===== Provided records =====

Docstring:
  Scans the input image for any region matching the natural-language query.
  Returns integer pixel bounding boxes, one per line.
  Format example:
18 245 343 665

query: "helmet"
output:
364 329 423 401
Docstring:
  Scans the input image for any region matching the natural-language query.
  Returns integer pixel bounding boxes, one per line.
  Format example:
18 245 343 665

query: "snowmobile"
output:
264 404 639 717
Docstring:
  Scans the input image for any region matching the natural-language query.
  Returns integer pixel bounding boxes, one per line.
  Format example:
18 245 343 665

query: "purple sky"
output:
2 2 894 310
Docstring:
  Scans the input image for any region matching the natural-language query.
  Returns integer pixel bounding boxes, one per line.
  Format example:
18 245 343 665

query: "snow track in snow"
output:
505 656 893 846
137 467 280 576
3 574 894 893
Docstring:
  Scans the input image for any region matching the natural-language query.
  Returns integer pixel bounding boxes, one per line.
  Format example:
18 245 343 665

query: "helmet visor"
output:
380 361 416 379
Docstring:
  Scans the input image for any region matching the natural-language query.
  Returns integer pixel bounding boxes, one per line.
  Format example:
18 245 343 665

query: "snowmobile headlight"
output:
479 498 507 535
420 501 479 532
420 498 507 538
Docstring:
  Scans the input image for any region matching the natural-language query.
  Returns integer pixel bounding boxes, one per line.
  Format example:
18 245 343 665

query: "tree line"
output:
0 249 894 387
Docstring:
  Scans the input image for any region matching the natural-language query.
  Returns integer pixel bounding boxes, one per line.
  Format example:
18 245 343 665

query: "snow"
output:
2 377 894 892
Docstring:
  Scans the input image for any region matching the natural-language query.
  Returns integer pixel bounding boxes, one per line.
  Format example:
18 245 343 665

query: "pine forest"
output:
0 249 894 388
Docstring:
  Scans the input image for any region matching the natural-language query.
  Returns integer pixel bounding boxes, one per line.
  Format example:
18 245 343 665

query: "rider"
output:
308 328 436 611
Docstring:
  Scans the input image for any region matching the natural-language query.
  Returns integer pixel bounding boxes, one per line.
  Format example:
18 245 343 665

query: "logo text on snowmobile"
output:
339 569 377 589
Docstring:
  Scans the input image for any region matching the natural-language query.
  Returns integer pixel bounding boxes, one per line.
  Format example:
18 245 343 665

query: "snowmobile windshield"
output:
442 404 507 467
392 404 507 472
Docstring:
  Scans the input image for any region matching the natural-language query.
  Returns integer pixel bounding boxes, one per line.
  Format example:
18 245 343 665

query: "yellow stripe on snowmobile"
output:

=====

# What the exercise asks
Write out the stretch of the items from the very beginning through the line containing "3 574 894 893", with that final line included.

# Solution to this exercise
Docstring:
  Scans the input image for any region matching the natural-language query.
  Returns integer pixel bounding boxes, one per line.
  Format example:
18 245 343 665

query: "helmet"
output:
364 329 423 401
Docstring:
  Scans the input image for any region matching the natural-language query.
  Returns integer pixel bounding boxes, one per line.
  Format example:
18 245 343 665

query: "snowmobile"
output:
264 404 639 717
Docstring:
  Scans the input image for any region matching the natural-language query.
  Returns integer pixel bounding boxes, one per line.
  Format example:
18 245 343 665

query: "purple sky"
output:
2 2 894 310
Docstring:
  Scans the input image for any region matching the natural-language query.
  Returns integer pixel bounding boxes, one per line.
  Format example:
18 245 343 665

query: "snow track in snow"
output:
505 656 893 846
137 467 280 576
3 574 894 893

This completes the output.